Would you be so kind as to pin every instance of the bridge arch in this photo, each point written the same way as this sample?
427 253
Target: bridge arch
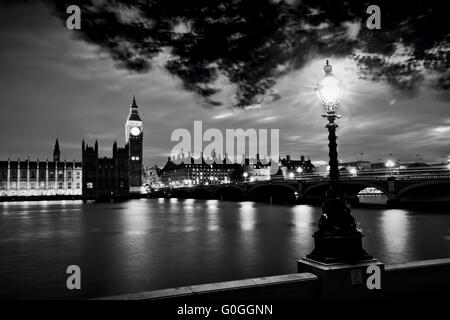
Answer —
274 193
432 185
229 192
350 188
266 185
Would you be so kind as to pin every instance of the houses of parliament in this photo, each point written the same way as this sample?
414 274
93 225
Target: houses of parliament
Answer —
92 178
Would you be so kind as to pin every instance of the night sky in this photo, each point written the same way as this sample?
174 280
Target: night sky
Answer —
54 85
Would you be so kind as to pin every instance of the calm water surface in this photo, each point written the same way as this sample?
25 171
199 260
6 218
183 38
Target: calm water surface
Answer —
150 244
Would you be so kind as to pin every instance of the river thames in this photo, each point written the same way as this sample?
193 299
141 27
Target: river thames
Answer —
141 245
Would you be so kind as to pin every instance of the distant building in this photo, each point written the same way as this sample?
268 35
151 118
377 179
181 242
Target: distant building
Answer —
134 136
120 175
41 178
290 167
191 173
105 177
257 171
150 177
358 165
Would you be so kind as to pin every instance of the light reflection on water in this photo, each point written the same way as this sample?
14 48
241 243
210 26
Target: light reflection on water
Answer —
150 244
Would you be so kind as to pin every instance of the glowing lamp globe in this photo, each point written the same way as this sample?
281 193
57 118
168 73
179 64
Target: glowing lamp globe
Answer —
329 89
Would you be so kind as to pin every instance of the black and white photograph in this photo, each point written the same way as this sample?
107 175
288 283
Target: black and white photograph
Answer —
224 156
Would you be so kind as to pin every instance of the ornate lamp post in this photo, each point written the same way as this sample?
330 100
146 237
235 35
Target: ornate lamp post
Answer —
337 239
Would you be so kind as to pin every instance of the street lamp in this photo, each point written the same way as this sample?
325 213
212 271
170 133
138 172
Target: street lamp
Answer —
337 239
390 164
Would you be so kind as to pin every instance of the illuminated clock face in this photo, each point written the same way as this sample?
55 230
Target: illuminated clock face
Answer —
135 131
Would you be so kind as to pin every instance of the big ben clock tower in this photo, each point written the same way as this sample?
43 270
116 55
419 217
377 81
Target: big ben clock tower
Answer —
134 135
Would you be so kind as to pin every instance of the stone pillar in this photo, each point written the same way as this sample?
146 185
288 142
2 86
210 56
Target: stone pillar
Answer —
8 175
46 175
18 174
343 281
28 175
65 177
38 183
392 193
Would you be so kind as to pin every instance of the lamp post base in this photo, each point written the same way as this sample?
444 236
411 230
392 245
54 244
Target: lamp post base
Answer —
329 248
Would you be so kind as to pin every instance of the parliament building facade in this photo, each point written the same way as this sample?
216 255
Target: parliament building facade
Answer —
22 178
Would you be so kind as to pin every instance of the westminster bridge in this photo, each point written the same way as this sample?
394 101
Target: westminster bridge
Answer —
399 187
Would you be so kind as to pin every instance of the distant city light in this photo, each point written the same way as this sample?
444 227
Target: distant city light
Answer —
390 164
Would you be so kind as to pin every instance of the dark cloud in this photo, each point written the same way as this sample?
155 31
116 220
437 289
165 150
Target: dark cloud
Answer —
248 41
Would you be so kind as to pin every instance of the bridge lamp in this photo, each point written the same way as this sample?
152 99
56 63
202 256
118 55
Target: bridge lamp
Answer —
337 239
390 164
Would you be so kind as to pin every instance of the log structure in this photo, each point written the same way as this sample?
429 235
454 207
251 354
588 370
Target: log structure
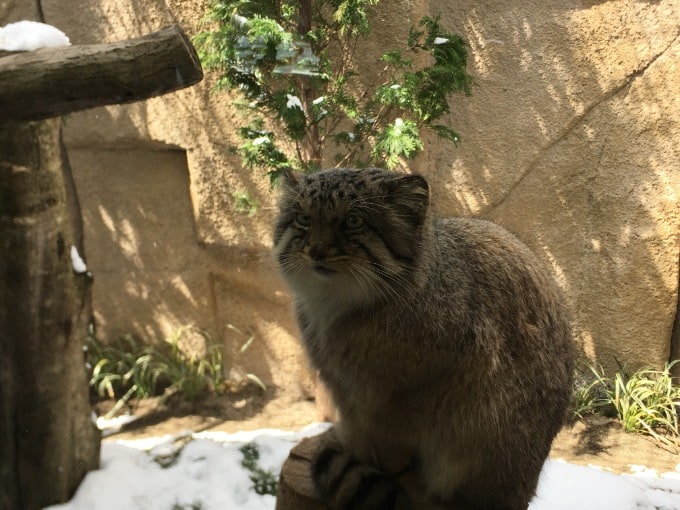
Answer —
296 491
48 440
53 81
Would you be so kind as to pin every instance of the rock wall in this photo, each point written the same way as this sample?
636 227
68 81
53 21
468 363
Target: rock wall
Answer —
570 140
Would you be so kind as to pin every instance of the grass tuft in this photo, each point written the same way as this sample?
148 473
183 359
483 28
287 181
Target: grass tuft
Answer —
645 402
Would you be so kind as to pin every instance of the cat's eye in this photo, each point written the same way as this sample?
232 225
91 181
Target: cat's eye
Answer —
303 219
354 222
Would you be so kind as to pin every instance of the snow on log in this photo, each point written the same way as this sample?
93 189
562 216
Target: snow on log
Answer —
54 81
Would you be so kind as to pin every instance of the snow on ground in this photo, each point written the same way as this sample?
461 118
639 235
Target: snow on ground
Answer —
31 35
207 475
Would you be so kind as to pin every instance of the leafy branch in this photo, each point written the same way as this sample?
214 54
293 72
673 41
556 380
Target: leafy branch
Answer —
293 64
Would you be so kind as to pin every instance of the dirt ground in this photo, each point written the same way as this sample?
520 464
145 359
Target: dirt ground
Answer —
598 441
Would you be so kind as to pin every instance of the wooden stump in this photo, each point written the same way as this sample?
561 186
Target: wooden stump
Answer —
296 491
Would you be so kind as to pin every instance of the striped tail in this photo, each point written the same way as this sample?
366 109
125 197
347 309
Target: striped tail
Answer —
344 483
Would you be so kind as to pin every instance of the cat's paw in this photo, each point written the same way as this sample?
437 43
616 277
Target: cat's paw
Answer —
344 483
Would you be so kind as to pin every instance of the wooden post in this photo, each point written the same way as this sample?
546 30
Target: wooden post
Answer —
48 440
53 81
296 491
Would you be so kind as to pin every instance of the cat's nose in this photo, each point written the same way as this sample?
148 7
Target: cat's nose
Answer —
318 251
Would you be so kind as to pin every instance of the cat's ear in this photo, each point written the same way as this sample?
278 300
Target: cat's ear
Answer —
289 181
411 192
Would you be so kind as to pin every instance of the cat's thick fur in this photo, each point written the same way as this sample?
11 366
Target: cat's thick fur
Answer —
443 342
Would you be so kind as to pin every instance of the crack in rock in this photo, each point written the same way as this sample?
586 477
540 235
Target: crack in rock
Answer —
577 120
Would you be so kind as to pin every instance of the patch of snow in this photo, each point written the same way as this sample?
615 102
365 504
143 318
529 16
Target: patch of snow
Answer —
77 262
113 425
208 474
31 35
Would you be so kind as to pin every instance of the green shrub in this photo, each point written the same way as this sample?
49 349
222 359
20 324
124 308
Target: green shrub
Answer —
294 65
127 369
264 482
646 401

********************

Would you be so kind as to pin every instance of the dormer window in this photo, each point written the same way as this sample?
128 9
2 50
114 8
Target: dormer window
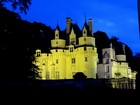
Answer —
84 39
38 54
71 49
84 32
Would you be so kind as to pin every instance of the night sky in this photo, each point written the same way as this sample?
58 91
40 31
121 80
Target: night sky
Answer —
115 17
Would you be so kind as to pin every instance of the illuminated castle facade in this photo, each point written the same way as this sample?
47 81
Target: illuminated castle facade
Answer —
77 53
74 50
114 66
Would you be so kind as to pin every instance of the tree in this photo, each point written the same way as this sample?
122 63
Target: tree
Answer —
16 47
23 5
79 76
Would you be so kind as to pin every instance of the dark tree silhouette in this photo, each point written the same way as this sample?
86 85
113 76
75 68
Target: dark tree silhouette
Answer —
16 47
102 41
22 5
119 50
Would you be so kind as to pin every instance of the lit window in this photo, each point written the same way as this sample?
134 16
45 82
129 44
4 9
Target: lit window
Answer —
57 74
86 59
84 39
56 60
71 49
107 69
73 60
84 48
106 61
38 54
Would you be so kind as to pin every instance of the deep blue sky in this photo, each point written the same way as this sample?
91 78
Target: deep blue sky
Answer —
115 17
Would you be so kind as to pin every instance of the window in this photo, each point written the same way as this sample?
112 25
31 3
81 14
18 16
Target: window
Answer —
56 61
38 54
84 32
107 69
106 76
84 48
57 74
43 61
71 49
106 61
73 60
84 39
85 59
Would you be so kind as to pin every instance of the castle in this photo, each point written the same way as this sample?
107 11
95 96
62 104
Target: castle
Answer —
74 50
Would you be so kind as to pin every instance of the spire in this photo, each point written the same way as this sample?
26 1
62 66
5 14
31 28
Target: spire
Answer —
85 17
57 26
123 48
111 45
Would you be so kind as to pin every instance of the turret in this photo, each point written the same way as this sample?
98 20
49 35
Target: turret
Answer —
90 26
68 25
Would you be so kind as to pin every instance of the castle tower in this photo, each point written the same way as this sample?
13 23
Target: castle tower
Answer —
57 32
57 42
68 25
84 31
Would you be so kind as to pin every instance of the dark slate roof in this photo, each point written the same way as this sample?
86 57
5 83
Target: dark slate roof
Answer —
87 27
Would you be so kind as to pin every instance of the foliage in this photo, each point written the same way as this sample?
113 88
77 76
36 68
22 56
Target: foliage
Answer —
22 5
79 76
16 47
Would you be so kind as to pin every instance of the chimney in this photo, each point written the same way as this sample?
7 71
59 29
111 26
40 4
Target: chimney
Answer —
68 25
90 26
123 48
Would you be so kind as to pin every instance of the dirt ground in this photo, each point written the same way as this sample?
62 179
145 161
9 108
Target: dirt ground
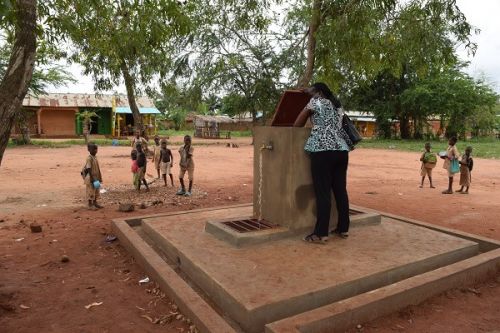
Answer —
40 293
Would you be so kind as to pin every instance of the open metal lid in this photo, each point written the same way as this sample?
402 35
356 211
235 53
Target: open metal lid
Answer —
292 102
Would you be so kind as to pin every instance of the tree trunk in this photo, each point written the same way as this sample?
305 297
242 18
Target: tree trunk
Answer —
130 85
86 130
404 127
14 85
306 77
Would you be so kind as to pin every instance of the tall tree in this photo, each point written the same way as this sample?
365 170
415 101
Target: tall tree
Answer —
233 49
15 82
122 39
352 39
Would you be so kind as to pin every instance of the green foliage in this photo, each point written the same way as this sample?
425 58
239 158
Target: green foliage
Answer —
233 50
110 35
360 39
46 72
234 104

********************

To be done:
How many lines in the entries above contain the word "pillar"? Reply with the number alone.

Solution:
2